▸ Boundary labeling entries:
★ ★ ★ ★ ★

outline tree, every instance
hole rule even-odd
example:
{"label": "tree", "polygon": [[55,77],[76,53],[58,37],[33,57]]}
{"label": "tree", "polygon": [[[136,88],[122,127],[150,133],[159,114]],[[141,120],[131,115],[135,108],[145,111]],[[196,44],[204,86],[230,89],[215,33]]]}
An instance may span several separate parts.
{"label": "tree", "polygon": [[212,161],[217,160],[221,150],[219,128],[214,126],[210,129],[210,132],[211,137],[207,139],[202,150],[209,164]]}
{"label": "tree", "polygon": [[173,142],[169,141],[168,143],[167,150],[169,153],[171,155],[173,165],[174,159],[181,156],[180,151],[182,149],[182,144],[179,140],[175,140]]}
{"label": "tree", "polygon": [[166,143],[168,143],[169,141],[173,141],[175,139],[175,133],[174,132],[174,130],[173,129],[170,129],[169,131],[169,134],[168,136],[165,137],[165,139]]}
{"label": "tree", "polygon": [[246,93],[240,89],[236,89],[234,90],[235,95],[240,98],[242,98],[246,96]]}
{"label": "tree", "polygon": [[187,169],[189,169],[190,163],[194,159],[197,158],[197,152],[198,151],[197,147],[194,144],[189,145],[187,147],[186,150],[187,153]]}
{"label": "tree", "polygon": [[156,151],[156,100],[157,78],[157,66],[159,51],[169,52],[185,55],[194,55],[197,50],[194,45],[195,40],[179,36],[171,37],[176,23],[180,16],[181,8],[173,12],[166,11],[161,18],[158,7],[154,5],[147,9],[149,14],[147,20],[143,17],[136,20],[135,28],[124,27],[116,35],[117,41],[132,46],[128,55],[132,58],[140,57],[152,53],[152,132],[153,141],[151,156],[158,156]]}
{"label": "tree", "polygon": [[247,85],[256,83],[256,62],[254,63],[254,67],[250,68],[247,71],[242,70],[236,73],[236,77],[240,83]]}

★ ★ ★ ★ ★

▸ TASK REQUIREMENTS: Express the lines from the start of the entries through the line that contains "An instance may span several separate parts." as a Markdown table with the columns Row and Entry line, one line per row and no blank lines. Include both the first line and the "An instance may span several separate parts." line, and nothing after it.

▸ TASK ANSWER:
| Row | Entry line |
|---|---|
| 1 | outline tree, every instance |
| 2 | hole rule even-odd |
| 3 | example: |
| 4 | {"label": "tree", "polygon": [[55,77],[76,53],[58,37],[33,57]]} |
| 5 | {"label": "tree", "polygon": [[[136,88],[122,127],[150,133],[159,114]],[[141,120],[131,115],[135,108],[145,111]],[[196,44],[204,86],[230,89],[215,33]]]} |
| 6 | An instance may span several separate parts. |